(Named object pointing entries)
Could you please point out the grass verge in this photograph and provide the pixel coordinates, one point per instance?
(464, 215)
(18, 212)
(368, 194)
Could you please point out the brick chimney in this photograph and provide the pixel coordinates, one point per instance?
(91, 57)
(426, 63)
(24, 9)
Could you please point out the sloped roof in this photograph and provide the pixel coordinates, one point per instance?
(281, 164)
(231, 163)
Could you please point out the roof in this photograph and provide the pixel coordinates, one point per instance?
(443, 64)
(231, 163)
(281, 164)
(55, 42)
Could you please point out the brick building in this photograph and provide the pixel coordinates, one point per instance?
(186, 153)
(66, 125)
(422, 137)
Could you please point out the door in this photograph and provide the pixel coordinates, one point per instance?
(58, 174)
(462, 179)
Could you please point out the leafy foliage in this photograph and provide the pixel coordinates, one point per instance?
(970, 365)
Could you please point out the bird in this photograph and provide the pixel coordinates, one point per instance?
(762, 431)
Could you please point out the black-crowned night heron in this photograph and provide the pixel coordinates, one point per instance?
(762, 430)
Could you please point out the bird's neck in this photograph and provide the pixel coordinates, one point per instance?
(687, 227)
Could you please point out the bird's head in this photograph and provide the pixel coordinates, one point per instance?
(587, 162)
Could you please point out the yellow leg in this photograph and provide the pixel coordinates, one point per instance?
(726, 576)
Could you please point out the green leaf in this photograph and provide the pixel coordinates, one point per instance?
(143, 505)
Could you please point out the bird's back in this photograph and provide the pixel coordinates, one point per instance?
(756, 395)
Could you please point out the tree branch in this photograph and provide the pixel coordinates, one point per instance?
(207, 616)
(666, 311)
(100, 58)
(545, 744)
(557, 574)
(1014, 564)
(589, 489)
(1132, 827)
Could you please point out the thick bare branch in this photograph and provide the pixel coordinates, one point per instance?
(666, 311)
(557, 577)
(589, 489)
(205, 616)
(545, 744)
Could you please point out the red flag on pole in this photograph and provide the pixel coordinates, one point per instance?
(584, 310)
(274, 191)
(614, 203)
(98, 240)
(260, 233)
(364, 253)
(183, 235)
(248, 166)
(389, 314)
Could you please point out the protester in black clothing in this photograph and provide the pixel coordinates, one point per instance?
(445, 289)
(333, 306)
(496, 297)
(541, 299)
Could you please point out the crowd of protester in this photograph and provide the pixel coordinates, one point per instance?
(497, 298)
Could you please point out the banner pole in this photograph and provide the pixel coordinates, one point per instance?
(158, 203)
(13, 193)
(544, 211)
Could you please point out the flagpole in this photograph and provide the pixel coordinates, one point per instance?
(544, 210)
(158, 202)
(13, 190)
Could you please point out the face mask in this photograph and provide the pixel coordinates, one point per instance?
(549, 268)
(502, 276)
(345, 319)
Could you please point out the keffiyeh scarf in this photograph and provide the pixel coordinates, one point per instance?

Required task: Set down the entries above again, word for word.

Exercise output:
Could you please point out the grass verge in this photograph and provide the pixel coordinates, one point per instance?
(464, 215)
(18, 212)
(368, 194)
Could you please point out the brick chimney in this photograph and provide the pixel coordinates, one point per instance?
(91, 57)
(426, 63)
(24, 9)
Could you please point out the sloped roof in this photograph and provide the pixel coordinates, one point per instance?
(281, 164)
(231, 163)
Could you please point out the roof in this photograph and provide the pixel coordinates, one point per instance?
(443, 64)
(231, 163)
(281, 164)
(55, 42)
Could you please point out the brick building in this photograph and provide the pixel coordinates, one point per instance?
(186, 153)
(66, 125)
(422, 137)
Could you please point out the door in this photograph and provide the pixel coordinates, one point per instance?
(58, 174)
(462, 179)
Could you please point out the leafy foliage in this photograph and provide the pixel coordinates, one point per instance?
(970, 365)
Could you please point out the bird in this photograph and provide the pixel coordinates, one point per instance?
(762, 431)
Could you please point out the black-crowned night heron in this photograph and provide the pixel coordinates, one point per instance?
(762, 430)
Could you please point out the bird's neck in this photograph and provide the pixel coordinates, one point per instance?
(687, 227)
Could you please point out the bird's head in this photograph and provide the pixel coordinates, one point per instance?
(587, 162)
Could you please point out the yellow leg in this photograph and provide the pixel coordinates, one point per instance?
(726, 576)
Could you please point out the green leaf in this photograph and provide the pixel coordinates, one point per instance?
(143, 505)
Could you please point out the bird's back in this photograph and provide the pixel coordinates, one point per instance?
(756, 395)
Could you please point out the tree branch in this photograph and provide the pixel coordinates, one point per instance?
(207, 616)
(666, 311)
(100, 58)
(545, 744)
(557, 574)
(1014, 564)
(589, 489)
(1132, 827)
Could you please point out the thick bare branch in this photograph and provide the pixel coordinates, one point per instance?
(666, 311)
(557, 577)
(589, 489)
(205, 616)
(545, 744)
Could you please point out the red flag on pole in this photograph and provide the pixel coordinates, one point per instance?
(584, 310)
(274, 191)
(614, 203)
(98, 240)
(260, 233)
(364, 253)
(183, 235)
(248, 166)
(389, 314)
Could you please point out the protester in black clothing in this photograph and provide the pixel coordinates, one point per instance?
(445, 289)
(333, 306)
(496, 297)
(541, 299)
Could you please point out the crowd of protester in this photograph and provide the pixel coordinates, one point per instance?
(497, 298)
Could you please point out the banner pole in this photograph and provide the pixel coordinates, one point per instance?
(158, 203)
(13, 193)
(544, 211)
Could you please point out the flagpole in this photograph and provide the pixel coordinates, one point per instance?
(544, 210)
(158, 202)
(13, 190)
Could you please point out the face mask in this photograph and provide the pixel coordinates, one point per instance?
(549, 268)
(502, 276)
(345, 319)
Could you please point out the keffiyeh scarf in this photograph and provide the pixel coordinates, one point per instance?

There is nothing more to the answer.